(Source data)
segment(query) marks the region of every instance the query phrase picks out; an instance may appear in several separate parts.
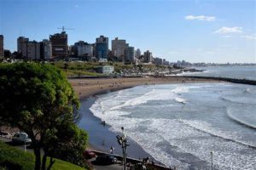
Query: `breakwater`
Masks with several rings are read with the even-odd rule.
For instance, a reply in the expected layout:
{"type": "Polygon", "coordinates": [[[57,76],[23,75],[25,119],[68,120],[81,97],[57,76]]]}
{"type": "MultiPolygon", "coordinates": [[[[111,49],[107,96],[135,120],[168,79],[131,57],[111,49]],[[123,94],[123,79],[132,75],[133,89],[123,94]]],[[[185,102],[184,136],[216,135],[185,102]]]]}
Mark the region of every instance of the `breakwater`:
{"type": "Polygon", "coordinates": [[[233,83],[256,85],[255,80],[216,77],[216,76],[177,76],[184,77],[184,78],[195,78],[195,79],[209,79],[209,80],[229,82],[233,83]]]}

### WHAT THE TASK REQUIRES
Arrange the rows above as a two-column CSV with the headers request and answer, one line for each row. Put the text and its answer each in a single quoted field, replace line breaks with spaces, and omit the pictures.

### COMPLETE ANSWER
request,answer
"segment(query) marks the region of every instance the query phrase picks out; an instance may appear in several separate parts. Query: `breakwater` Masks with several rings are read with the even-odd rule. For instance, a reply in the expected layout: {""type"": ""Polygon"", ""coordinates"": [[[57,76],[23,75],[25,119],[68,120],[81,97],[57,76]]]} {""type"": ""MultiPolygon"", ""coordinates"": [[[[111,49],[107,96],[135,120],[168,79],[131,57],[111,49]],[[123,94],[123,79],[132,75],[133,89],[123,94]]],[[[185,102],[184,136],[216,135],[185,102]]]]} Mark the region of every instance of the `breakwater`:","{""type"": ""Polygon"", ""coordinates"": [[[233,83],[256,85],[255,80],[216,77],[216,76],[177,76],[184,77],[184,78],[195,78],[195,79],[209,79],[209,80],[229,82],[233,83]]]}"